**Written problem**
Rewrite the items from the line with "on pavement --all-instances" up to and including the line with "Provide the mask of every instance of the cat", swapping "cat lying on pavement" for "dog sleeping on pavement" and leaving everything else unchanged.

**Available records**
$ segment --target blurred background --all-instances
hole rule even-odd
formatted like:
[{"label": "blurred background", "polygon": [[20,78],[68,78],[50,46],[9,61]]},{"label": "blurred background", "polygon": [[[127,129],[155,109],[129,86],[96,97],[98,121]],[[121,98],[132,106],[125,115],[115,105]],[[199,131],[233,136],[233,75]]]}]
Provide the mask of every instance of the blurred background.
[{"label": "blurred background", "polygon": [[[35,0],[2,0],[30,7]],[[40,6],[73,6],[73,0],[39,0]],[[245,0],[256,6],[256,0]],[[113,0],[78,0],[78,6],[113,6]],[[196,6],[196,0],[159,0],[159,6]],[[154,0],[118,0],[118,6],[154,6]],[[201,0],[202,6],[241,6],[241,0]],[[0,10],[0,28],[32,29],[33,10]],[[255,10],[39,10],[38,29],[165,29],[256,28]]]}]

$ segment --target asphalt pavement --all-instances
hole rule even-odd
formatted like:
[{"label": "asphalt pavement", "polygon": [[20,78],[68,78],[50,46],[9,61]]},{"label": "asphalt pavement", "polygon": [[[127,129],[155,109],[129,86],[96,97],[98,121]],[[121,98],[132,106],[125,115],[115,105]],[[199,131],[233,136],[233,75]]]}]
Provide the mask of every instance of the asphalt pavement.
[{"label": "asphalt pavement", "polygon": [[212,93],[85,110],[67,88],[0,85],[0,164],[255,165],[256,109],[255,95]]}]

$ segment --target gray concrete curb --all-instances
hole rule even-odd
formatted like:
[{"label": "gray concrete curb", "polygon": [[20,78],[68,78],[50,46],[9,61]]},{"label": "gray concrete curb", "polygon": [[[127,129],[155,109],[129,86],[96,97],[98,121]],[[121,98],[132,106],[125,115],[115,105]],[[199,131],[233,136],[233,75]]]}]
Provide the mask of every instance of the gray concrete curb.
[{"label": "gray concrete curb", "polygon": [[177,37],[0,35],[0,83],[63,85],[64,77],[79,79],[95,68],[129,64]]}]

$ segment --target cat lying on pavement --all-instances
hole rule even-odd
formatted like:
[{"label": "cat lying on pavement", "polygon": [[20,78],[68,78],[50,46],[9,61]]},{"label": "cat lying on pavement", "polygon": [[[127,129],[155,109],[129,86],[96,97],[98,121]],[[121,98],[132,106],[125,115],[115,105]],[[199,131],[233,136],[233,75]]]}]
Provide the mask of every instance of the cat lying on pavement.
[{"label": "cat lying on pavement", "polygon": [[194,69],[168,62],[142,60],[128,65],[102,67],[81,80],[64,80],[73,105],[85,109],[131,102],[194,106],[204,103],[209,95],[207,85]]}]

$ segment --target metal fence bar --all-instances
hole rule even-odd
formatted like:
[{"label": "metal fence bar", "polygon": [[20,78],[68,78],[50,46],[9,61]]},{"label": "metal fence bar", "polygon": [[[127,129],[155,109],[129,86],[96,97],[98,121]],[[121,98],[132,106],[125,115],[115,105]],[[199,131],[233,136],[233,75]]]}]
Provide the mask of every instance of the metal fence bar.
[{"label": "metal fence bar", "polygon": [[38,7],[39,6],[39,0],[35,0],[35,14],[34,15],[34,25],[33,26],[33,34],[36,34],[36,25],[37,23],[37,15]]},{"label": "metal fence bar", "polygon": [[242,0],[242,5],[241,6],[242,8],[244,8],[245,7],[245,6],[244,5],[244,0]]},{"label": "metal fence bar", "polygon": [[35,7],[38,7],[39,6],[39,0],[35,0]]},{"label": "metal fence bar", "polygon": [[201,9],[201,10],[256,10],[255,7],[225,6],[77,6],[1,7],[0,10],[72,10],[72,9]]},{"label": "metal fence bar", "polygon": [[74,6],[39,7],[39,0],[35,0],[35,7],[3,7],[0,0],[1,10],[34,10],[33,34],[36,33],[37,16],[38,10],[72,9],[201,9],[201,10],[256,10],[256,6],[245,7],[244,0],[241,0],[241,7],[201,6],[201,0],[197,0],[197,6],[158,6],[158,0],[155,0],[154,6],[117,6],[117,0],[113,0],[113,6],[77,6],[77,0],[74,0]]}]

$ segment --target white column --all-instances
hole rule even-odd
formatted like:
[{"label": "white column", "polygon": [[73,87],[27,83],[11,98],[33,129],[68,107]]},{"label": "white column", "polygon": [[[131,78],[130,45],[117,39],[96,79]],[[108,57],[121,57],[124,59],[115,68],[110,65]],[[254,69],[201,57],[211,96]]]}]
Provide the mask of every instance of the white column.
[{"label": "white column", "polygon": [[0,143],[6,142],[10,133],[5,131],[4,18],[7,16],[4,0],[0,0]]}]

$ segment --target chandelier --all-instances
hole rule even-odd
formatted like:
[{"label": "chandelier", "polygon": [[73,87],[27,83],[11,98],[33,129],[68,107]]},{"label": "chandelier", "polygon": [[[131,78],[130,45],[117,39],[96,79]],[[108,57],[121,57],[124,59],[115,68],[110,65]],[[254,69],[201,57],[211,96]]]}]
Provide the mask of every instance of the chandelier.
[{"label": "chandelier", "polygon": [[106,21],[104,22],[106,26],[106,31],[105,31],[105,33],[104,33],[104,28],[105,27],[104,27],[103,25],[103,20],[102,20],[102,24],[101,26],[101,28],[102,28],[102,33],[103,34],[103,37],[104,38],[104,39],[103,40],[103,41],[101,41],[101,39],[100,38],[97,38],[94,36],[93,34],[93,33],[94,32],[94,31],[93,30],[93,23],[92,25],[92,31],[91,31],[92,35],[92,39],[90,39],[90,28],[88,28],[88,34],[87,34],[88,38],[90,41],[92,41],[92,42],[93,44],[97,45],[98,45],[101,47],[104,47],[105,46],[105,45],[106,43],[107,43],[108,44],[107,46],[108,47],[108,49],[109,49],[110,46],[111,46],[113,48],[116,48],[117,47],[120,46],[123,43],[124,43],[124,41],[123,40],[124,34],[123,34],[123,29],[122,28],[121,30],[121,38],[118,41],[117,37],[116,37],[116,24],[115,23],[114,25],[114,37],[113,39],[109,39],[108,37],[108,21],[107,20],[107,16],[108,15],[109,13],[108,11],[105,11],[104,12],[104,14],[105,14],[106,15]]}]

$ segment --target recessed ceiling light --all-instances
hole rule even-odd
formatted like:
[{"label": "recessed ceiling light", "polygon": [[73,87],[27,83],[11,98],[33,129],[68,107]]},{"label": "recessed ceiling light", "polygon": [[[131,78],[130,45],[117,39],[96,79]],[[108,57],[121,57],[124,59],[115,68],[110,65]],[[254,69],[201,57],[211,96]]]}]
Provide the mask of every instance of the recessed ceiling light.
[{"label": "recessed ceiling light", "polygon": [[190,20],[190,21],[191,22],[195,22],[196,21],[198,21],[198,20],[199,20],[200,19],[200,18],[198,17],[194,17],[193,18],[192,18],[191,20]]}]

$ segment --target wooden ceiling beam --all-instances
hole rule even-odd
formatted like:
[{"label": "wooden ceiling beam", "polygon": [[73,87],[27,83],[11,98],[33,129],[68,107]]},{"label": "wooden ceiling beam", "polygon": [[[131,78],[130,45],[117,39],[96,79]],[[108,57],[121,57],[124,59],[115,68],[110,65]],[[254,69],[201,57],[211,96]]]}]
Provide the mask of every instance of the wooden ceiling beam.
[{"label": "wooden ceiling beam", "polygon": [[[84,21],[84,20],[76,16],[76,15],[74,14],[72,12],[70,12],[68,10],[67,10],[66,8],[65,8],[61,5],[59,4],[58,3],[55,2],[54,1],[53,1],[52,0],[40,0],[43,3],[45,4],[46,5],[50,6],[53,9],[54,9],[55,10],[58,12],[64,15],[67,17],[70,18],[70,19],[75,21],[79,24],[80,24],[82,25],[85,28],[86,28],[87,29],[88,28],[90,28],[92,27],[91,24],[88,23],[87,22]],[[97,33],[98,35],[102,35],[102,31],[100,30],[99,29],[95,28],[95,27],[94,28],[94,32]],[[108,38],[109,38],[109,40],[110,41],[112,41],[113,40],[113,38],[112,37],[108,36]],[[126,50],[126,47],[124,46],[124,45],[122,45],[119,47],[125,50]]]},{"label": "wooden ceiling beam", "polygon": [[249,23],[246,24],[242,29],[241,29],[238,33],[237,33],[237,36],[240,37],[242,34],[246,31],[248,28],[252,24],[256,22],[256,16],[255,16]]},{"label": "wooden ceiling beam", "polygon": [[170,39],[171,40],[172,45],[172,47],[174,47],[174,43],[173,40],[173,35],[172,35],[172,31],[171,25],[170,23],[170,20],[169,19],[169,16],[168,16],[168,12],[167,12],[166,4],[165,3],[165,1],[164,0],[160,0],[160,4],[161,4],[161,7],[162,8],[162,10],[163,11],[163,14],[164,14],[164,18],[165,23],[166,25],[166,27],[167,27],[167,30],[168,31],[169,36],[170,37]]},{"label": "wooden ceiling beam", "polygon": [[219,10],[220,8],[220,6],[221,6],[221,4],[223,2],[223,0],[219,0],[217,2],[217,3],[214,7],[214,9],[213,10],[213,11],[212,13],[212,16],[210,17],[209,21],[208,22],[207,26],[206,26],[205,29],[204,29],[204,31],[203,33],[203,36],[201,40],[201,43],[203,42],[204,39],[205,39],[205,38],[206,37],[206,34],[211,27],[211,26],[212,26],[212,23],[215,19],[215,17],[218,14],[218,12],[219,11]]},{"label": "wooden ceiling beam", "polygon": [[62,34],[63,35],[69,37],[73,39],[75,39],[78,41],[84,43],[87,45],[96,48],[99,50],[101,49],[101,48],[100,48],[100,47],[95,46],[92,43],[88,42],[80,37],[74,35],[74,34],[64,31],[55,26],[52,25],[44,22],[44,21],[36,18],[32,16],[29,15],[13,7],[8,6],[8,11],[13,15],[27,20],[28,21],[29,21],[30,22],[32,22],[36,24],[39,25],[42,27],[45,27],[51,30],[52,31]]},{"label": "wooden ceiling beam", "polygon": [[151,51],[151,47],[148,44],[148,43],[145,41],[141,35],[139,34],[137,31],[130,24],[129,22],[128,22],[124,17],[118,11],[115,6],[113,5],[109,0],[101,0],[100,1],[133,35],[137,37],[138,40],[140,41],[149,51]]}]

**Expected answer**
$ segment --target dog sleeping on pavement --all-instances
hole rule even-odd
formatted like:
[{"label": "dog sleeping on pavement", "polygon": [[20,78],[68,78],[50,46],[9,61]]},{"label": "dog sleeping on pavement", "polygon": [[[127,129],[155,109],[129,86],[96,97],[98,121]],[[121,98],[132,106],[125,115],[115,105]],[[199,131],[233,136],[233,75]]]}]
Provide the mask of every instance of the dog sleeping on pavement.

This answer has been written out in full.